● Records from a data collection:
◆ ◆ ◆

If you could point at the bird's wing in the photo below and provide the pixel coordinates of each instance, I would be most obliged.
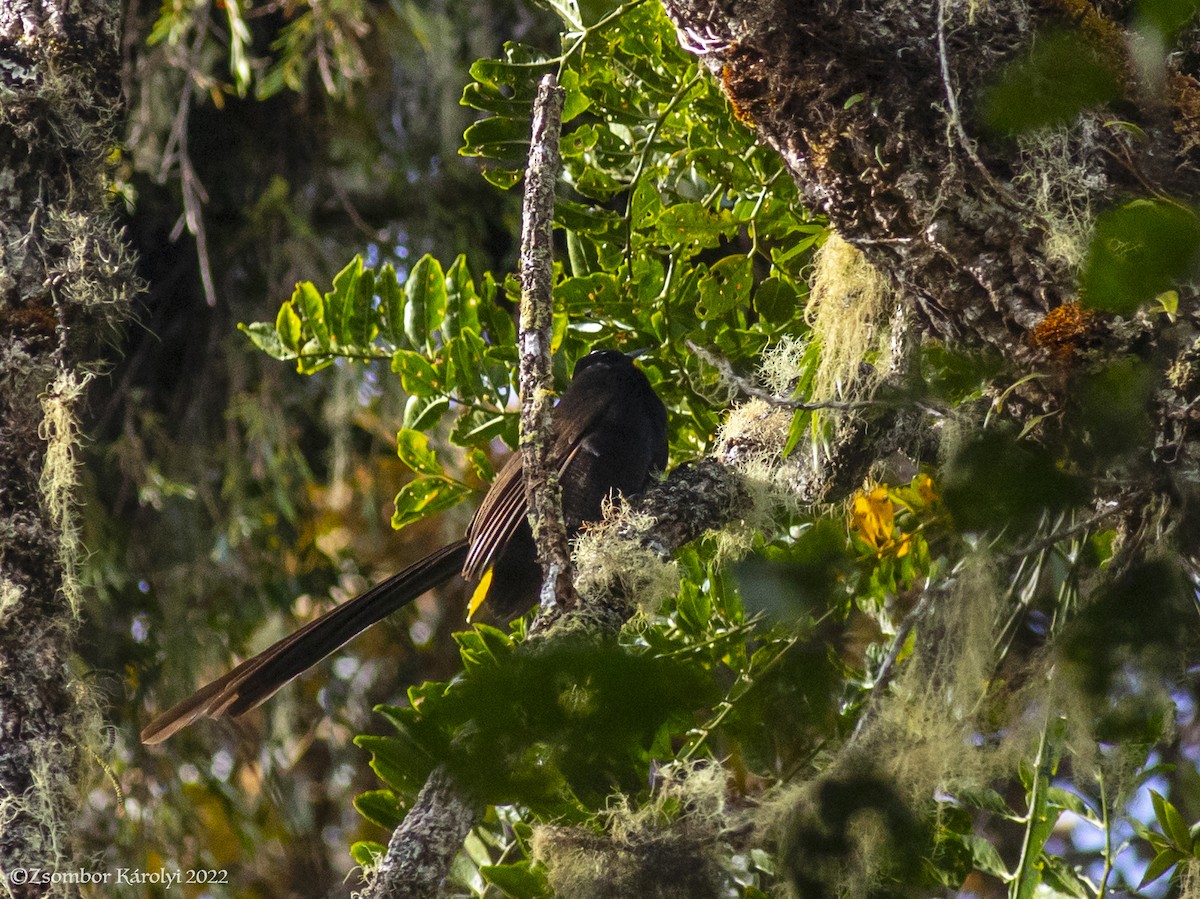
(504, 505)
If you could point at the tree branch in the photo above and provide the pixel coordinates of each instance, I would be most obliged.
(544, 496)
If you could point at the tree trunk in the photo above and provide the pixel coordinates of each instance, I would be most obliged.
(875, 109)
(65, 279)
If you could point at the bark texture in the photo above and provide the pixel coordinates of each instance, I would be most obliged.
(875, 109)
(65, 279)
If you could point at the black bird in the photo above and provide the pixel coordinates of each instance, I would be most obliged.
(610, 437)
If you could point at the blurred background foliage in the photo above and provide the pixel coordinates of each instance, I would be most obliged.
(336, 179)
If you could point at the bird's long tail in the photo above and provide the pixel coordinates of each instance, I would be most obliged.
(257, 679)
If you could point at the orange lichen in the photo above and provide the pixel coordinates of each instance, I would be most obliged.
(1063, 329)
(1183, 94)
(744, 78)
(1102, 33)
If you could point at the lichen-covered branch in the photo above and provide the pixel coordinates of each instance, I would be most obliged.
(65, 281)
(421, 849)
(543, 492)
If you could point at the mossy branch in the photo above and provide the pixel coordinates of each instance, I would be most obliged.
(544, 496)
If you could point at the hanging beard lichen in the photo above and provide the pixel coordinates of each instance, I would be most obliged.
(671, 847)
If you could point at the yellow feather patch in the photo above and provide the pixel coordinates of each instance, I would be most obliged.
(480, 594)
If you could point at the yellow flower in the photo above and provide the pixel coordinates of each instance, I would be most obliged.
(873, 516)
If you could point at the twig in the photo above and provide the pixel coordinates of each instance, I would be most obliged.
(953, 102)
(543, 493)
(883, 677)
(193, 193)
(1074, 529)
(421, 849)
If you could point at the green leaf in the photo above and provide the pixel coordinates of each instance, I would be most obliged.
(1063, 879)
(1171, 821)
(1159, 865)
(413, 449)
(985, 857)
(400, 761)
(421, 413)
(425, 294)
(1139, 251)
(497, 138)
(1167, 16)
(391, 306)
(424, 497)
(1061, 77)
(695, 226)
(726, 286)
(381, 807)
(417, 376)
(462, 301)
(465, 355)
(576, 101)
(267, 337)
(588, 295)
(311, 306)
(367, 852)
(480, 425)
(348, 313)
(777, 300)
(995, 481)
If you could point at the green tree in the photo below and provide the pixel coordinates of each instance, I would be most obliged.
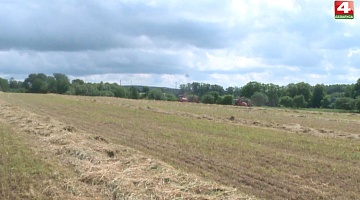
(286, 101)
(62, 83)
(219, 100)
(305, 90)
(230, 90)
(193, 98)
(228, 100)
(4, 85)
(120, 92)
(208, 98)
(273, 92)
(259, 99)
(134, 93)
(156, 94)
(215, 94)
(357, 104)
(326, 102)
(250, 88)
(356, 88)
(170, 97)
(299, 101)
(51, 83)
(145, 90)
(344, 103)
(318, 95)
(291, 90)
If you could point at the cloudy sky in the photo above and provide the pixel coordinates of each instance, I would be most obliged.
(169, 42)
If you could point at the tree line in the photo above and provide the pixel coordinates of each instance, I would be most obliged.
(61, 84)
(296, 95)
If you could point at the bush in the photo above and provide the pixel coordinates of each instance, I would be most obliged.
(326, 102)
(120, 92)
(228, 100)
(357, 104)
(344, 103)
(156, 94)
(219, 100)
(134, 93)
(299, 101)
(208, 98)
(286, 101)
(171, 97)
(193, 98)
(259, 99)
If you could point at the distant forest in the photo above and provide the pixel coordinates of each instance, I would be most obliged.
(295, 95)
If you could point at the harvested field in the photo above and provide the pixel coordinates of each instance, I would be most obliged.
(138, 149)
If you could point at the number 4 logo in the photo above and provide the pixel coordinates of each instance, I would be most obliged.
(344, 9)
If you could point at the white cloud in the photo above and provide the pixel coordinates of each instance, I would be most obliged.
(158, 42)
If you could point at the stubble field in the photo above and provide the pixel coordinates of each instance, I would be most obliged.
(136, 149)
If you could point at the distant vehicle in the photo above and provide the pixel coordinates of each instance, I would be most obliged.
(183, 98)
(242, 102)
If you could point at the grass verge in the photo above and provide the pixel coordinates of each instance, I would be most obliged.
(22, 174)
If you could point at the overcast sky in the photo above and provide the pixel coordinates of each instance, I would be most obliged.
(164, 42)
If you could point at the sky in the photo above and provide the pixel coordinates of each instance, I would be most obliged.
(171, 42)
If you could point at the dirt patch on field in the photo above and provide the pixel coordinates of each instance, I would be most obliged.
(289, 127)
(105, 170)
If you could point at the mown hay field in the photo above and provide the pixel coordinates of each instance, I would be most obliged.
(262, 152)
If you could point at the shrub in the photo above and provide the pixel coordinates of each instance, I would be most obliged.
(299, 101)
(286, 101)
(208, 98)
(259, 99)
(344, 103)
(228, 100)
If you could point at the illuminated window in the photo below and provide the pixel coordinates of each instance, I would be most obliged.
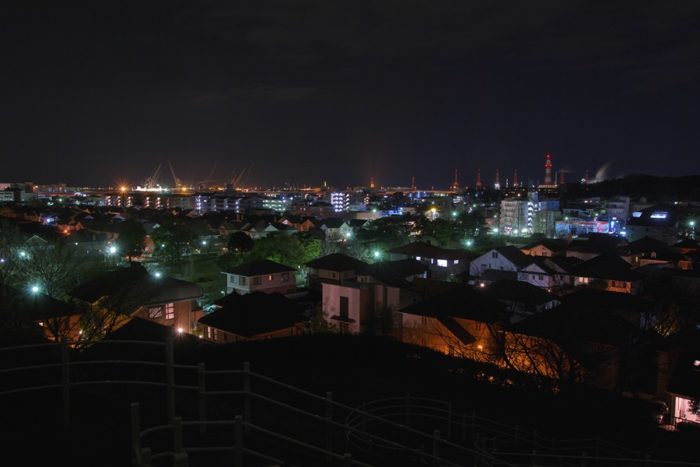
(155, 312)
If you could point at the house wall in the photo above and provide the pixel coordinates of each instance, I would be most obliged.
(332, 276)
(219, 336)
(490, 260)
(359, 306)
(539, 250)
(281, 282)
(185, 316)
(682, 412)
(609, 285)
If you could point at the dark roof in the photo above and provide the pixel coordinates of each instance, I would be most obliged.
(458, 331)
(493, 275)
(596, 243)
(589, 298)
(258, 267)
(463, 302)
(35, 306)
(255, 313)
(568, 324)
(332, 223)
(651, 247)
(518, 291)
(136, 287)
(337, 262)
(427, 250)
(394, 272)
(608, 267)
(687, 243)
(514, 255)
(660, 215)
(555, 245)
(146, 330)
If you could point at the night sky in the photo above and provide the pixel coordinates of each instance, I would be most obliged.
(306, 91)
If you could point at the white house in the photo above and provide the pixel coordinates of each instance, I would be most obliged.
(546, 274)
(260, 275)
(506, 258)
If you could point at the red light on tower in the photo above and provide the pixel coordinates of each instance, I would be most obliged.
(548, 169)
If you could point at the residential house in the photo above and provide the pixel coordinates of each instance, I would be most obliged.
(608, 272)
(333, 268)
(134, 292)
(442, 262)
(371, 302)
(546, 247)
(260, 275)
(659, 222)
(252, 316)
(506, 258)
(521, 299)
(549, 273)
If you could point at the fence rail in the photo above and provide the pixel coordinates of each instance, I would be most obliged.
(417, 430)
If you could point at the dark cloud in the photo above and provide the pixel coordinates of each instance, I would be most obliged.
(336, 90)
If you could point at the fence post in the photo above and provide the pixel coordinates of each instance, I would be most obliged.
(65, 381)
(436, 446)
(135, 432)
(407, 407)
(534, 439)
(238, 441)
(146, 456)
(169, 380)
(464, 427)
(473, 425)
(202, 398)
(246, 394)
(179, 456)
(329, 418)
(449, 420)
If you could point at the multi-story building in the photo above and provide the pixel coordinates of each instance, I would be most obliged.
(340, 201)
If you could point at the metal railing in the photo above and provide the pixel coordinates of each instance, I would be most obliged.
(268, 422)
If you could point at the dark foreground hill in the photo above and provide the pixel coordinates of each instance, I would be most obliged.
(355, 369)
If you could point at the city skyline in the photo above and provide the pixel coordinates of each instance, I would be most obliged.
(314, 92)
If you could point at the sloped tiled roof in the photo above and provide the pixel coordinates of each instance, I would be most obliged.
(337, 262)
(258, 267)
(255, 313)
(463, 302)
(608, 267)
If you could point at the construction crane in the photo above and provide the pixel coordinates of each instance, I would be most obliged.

◆ ◆ ◆

● REQUIREMENT: Repeat the data exactly, without the pictures.

● RESPONSE:
If you could point at the bird's wing in the photo below and provide the pixel coordinates of each instance, I would be most obliged.
(504, 505)
If you could point at the tree branch in the photo above and provide the pixel coordinates of each instance, I would be most obliged.
(544, 496)
If you could point at the tree trunk in the photo above and provide the pixel coordinates of each instance, I would be most obliged.
(875, 109)
(65, 279)
If you could point at the bark texture in the photo above and provide the pixel coordinates of each instance, I would be most obliged.
(875, 109)
(65, 279)
If you could point at the black bird in the photo above and provide the pixel coordinates of each instance, I would be most obliged.
(610, 437)
If you could point at the blurred background foliage in the photo above and provide the pixel coordinates of each instance, I would be most obliged.
(336, 179)
If you could point at the bird's long tail in the photo above and provide the pixel coordinates of each instance, I would be most obliged.
(257, 679)
If you could point at the orange lichen in the photo above and provide the pixel coordinates of each instance, I would be most obliged.
(1063, 329)
(1183, 94)
(744, 78)
(1102, 33)
If you could point at the lichen-covered branch in the photo above and provide the pixel coordinates of each instance, I would be most obliged.
(65, 281)
(421, 849)
(543, 492)
If you could point at the mossy branch in the photo above and provide the pixel coordinates of each instance, I would be most obliged.
(544, 496)
If you could point at the hanging beard lichen in the photo above and provide the pixel coordinates of each instance, I would be most obliged.
(671, 847)
If you could point at the yellow feather patch in the photo above and provide the pixel coordinates of each instance, I would be most obliged.
(480, 594)
If you could point at the yellow flower in the photo above and provide the pixel coordinates of each instance, I would be most obliged.
(873, 516)
If you could point at the twig in the photo above and provide the pixel coordinates of each instance, I would be most obliged.
(953, 102)
(543, 493)
(883, 677)
(193, 193)
(1074, 529)
(421, 849)
If you could point at the green leaf in the photo above and provide the pixel coordinates of each instance, I would be most obliged.
(1063, 879)
(1171, 821)
(1159, 865)
(413, 449)
(985, 857)
(400, 761)
(421, 413)
(425, 294)
(1139, 251)
(497, 138)
(1167, 16)
(391, 306)
(424, 497)
(1061, 77)
(695, 226)
(726, 286)
(381, 807)
(417, 376)
(462, 301)
(465, 355)
(576, 101)
(267, 337)
(588, 295)
(311, 306)
(367, 852)
(480, 425)
(348, 313)
(777, 300)
(995, 481)
If you could point at the green tree in the photo below and provide the pixel coordinates of each instance, I would be most obliged.
(286, 101)
(62, 83)
(219, 100)
(305, 90)
(230, 90)
(193, 98)
(228, 100)
(4, 85)
(120, 92)
(208, 98)
(273, 92)
(259, 99)
(134, 93)
(156, 94)
(215, 94)
(357, 104)
(326, 102)
(250, 88)
(356, 88)
(170, 97)
(299, 101)
(51, 83)
(145, 90)
(344, 103)
(318, 95)
(291, 90)
If you could point at the cloudy sky in the photo above and provide the pixel coordinates of each instance, I would be most obliged.
(169, 42)
If you could point at the tree line in the photo above and provide the pixel coordinates of each instance, I would be most obliged.
(61, 84)
(296, 95)
If you could point at the bush in the photo above and provide the pixel coordinates of each instance, I would be most obliged.
(326, 102)
(120, 92)
(228, 100)
(357, 104)
(344, 103)
(156, 94)
(219, 100)
(134, 93)
(299, 101)
(208, 98)
(286, 101)
(171, 97)
(193, 98)
(259, 99)
If you could point at the distant forest in the photo above and provide the pixel coordinates of each instance, I would be most obliged.
(295, 95)
If you could point at the harvested field in the photo above and provide the pixel coordinates of each instance, I would be most obliged.
(138, 149)
If you could point at the number 4 logo in the photo above and provide the pixel coordinates of each instance, I would be most obliged.
(344, 9)
If you could point at the white cloud in the photo above and provide the pixel coordinates of each instance, I would be most obliged.
(158, 42)
If you could point at the stubble field in the photo above and provide the pixel coordinates of each instance, I would be most obliged.
(136, 149)
If you could point at the distant vehicle in the photo above and provide the pixel coordinates of each instance, I would be most obliged.
(183, 98)
(242, 102)
If you could point at the grass verge in the photo above and provide the pixel coordinates of each instance, I would be most obliged.
(22, 174)
If you could point at the overcast sky in the photo above and provide the pixel coordinates of each instance, I would be most obliged.
(164, 42)
If you could point at the sky in the photo above and provide the pixel coordinates of each instance, I would be most obliged.
(171, 42)
If you could point at the dirt patch on field in the photo above and provide the pixel coordinates of each instance, I would be most obliged.
(289, 127)
(105, 170)
If you could point at the mown hay field in the photo above and provide the pixel coordinates of each instance, I would be most obliged.
(262, 152)
If you could point at the shrub in the photo above and provide the pixel coordinates of each instance, I would be most obliged.
(299, 101)
(286, 101)
(208, 98)
(259, 99)
(344, 103)
(228, 100)
If you could point at the illuminated window in the photo below and provide the pixel coordinates of each instance, I would be most obliged.
(155, 312)
If you could point at the house wall in the photo above and provide the pixel coordinates of each instance, I would be most obliged.
(332, 276)
(219, 336)
(490, 260)
(359, 306)
(539, 250)
(281, 282)
(185, 316)
(682, 412)
(609, 285)
If you could point at the dark roof in the photo above and provide the pixel coordinates of each instance, I would be most obliged.
(458, 331)
(493, 275)
(596, 243)
(589, 298)
(258, 267)
(463, 302)
(35, 306)
(255, 313)
(568, 324)
(332, 223)
(651, 247)
(518, 291)
(136, 287)
(337, 262)
(427, 250)
(394, 272)
(608, 267)
(687, 243)
(514, 255)
(660, 215)
(555, 245)
(146, 330)
If you could point at the night sky in the photo above and provide the pixel coordinates of each instance, I would be most obliged.
(306, 91)
If you could point at the white house in the photo above and provide the pixel coordinates of each instance, I would be most obliged.
(546, 274)
(260, 275)
(506, 258)
If you could point at the red light on tower in the photo above and provide the pixel coordinates of each instance, I would be most obliged.
(548, 169)
If you could point at the residential house in the photo above and provide the pixel coordinates of each instance, I would be most obliged.
(608, 272)
(333, 268)
(134, 292)
(442, 262)
(371, 302)
(546, 247)
(260, 275)
(659, 222)
(252, 316)
(506, 258)
(521, 299)
(549, 273)
If you could point at the fence rail in the photo above and provide the pixel coordinates of each instance, I would be most obliged.
(417, 430)
If you could point at the dark cloud in the photo above and provide the pixel coordinates of each instance, I would be most obliged.
(336, 90)
If you could point at the fence post in the photo above and provide the pixel coordinates of each instance, I would be most obliged.
(65, 381)
(436, 446)
(135, 432)
(407, 407)
(534, 439)
(238, 441)
(146, 456)
(169, 380)
(464, 427)
(473, 425)
(202, 398)
(246, 394)
(179, 456)
(329, 418)
(449, 420)
If you could point at the multi-story building in the photo above and provide the pixel coordinates of each instance, I would be most obliged.
(340, 201)
If you could point at the metal railing in the photo above and provide the pixel coordinates of each instance, I would be most obliged.
(268, 422)
If you could point at the dark foreground hill in the photo above and provide the pixel coordinates of each instance, I would be most obliged.
(355, 369)
If you could point at the city skyline in the photo above and provide the pixel coordinates of each instance, I would be most obliged.
(314, 92)
If you could point at the sloped tiled roof in the photo above and provide the pixel coordinates of each instance, I would be most obliged.
(337, 262)
(258, 267)
(255, 313)
(463, 302)
(608, 267)
If you could point at the construction crane in the photo above and provide the pixel coordinates of each instance, I would be most obliged.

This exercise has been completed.